Problem to solve ::
According to the forum post on public/private key encryption, what two things make something like SSL work for a website login?

Text for analysis ::
------------------------------------------------
Public/private key encryption is obviously great and very powerful. I’m not saying that I can decrypt anything and snoop in the typical way people think of snooping.

The reason things like SSL work when you’re talking about things like a website login is because of two things
1: Secret private key - only one party knows the private key (obvious).
2: Unpredictable data - someone looking at the encrypted data can’t predict what’s been encrypted - each person is obviously going to have a unique login.

If either of the points above don’t hold then it’s easy to determine the data that’s been encrypted. For example, if I already knew your login details then I’d be able to monitor a connection protected with something like SSL and tell when you logged in (because your data is predictable to me). In regards to SAFE I can tell what public data looks so point 2 above (Unpredictable data) doesn’t hold and then I can go onto predict what it would look like when encrypted with your public key.

I would be very surprised if I couldn’t figure out your public key…after all it is a PUBLIC key. As I’ve said a load of times already encrypted channels don’t magically appear. There’s got to be an exchange between parties and part of this involves the transfer of a public key.

I don’t see how it would be prohibitively expensive. I could run lots of tiny networks on virtual machines, I only want new users to come into one my networks for a very short period of time and the network will have a tiny number of nodes…you’ll only be here while I try to update your client and your then passed into SAFE.
------------------------------------------------
Exercise data ::
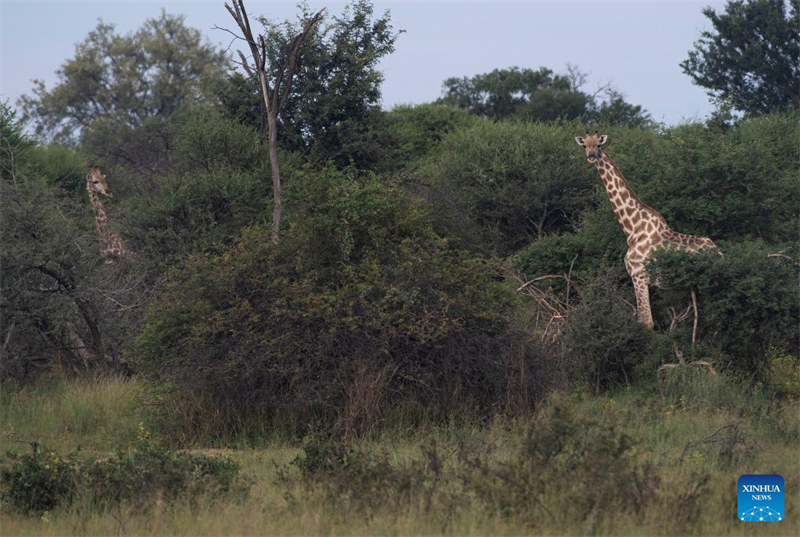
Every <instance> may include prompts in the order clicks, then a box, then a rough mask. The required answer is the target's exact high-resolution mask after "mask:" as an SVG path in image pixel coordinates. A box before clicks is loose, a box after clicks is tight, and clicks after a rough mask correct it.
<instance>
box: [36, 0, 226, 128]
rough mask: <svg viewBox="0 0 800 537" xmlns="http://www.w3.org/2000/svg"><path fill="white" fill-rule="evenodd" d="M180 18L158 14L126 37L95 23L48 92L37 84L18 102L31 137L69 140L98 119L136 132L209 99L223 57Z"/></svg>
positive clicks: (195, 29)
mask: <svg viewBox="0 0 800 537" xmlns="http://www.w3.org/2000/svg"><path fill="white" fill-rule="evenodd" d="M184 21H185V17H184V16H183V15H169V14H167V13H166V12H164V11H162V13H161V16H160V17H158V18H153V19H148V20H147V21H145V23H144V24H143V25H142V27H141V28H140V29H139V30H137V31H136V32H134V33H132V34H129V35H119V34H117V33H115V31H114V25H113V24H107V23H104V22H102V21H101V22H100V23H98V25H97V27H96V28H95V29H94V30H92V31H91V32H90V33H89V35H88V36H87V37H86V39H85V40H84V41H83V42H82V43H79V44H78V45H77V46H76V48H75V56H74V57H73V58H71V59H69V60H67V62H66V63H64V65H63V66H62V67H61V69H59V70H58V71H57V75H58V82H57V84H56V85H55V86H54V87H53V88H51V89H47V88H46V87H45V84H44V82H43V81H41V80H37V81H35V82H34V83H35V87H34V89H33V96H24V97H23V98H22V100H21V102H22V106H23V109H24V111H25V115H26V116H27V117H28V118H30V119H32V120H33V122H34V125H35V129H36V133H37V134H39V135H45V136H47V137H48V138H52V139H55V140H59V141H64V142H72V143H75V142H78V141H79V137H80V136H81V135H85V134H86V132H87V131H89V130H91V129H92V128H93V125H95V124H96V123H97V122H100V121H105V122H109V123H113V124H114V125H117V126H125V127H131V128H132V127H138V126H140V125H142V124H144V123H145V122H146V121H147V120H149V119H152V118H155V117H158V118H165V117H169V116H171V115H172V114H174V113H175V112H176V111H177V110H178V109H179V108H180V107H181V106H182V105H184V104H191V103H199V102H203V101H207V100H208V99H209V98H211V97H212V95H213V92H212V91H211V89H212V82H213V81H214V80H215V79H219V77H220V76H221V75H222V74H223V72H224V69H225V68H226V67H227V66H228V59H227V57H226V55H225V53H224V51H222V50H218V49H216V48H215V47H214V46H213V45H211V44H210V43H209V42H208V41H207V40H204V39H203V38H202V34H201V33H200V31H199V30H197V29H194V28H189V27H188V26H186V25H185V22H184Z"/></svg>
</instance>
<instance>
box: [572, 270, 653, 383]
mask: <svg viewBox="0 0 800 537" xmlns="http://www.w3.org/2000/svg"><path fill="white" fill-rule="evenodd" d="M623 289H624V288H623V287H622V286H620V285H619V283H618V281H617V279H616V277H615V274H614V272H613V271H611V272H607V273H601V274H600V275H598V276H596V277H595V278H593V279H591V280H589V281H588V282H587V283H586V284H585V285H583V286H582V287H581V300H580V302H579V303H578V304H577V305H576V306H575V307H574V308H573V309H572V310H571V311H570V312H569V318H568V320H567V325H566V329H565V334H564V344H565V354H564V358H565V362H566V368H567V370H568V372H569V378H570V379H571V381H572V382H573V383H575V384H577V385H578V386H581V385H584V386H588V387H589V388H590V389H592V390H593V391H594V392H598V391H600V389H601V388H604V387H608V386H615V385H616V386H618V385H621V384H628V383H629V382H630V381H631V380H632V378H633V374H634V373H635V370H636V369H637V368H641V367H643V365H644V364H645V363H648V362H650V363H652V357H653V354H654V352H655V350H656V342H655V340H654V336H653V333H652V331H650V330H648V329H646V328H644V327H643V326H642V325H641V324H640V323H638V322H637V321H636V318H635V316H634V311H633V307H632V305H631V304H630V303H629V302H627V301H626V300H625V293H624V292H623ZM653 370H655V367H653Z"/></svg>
------------------------------------------------
The answer ::
A secret private key that only one party knows, and unpredictable data that someone looking at the encrypted data can't predict.